**CONJUNTO DE EXERCÍCIOS:**
**a.** Diga se cada afirmação abaixo está de acordo com o texto sobre o extrativismo do pinhão, respondendo sim ou não e citando literalmente as palavras do texto que decidem a questão: (i) A Festa da Colheita do Pinhão foi realizada em São Joaquim. (ii) A Apremavi organizou o evento. (iii) O primeiro dia do evento ocorreu na Casa da Cultura.
**b.** Prossiga com o texto sobre o extrativismo do pinhão a partir do ponto em que ele termina.

Apremavi contribui para avanço no debate do extrativismo do pinhão
Nos dias 31 de março a 1 de abril, início da safra do pinhão em Santa Catarina, a Apremavi participou da Festa da Colheita do Pinhão em São Joaquim (SC). O objetivo do evento foi estimular a atuação das entidades que atuam no uso e conservação de recursos naturais para promoção do desenvolvimento da cadeia do pinhão.
Organizada pelo Sindicato dos Trabalhadores na Agricultura Familiar de São Joaquim e Região (SINTRAF) e o Centro Vianei de Educação Popular, a iniciativa possibilitou discussões sobre o extrativismo do pinhão em território catarinense que, cada vez mais, precisa estar alinhado a urgência da restauração e conservação da Floresta com Araucárias e seus ecossistemas associados.
O primeiro dia do evento ocorreu na Casa da Cultura, no centro de São Joaquim, com o Seminário da Cadeia do Pinhão. O debate apontou a necessidade de ações para o manejo e o uso sustentável do pinhão na Serra Catarinense. Nesse sentido, o fortalecimento da cadeia produtiva, o desenvolvimento de estratégias para agregar valor; organização social e produtiva da agricultura familiar e das redes de conhecimento integrando as ações de pesquisa, assessoria técnica e capacitação foram apontadas como demandas pelos participantes.

**DADOS:**
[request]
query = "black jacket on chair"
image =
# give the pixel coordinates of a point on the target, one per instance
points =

--

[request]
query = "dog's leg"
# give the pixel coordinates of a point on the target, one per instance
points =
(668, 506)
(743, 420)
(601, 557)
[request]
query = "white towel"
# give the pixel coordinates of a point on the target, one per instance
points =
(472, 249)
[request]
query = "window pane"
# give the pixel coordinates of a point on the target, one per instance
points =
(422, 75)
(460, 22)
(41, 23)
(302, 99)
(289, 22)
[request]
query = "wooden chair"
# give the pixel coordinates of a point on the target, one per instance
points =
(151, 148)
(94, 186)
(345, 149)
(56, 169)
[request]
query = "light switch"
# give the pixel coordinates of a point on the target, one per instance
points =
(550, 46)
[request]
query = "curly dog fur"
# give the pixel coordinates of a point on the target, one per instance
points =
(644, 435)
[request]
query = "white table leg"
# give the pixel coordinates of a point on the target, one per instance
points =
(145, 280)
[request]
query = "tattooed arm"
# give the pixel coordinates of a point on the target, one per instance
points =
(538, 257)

**RESPOSTAS EM ORDEM:**
**a.**
(i) Sim: "a Apremavi participou da Festa da Colheita do Pinhão em São Joaquim (SC)".
(ii) Não: "Organizada pelo Sindicato dos Trabalhadores na Agricultura Familiar de São Joaquim e Região (SINTRAF) e o Centro Vianei de Educação Popular".
(iii) Sim: "O primeiro dia do evento ocorreu na Casa da Cultura, no centro de São Joaquim".

**b.**
Na oportunidade Wigold Schäffer, co-fundador e conselheiro da Apremavi, ministrou uma palestra sobre a importância e conservação da Araucária angustifolia com foco nos projetos que a instituição desenvolve. Em relação ao status de conservação das florestas de Santa Catarina, Wigold destacou uma das conclusões do Inventário Florístico e Florestal de Santa Catarina: “O empobrecimento das florestas catarinenses decorre das constantes intervenções humanas na floresta, como a exploração indiscriminada de madeira, roçadas e, principalmente no planalto e no oeste catarinense, o pastoreio de bovinos dentro da floresta, surtiram estes efeitos”.
O segundo dia do evento contou com atividades práticas, culturais e de integração. Uma das atividades práticas conduzidas foi a Sapecada de Pinhão, tradicional preparação das sementes da araucária em fogueiras feitas com as grimpas secas dos pinheiros, herança dos tropeiros da região Sul do Brasil.
![Fala do Wigold Schäffer na festa da colheita do pinhão Fala do Wigold Schäffer na festa da colheita do pinhão. Foto: Edilaine Dick](https://apremavi.org.br/wp-content/uploads/2023/04/whatsapp-image-2023-03-31-at-161751.jpeg)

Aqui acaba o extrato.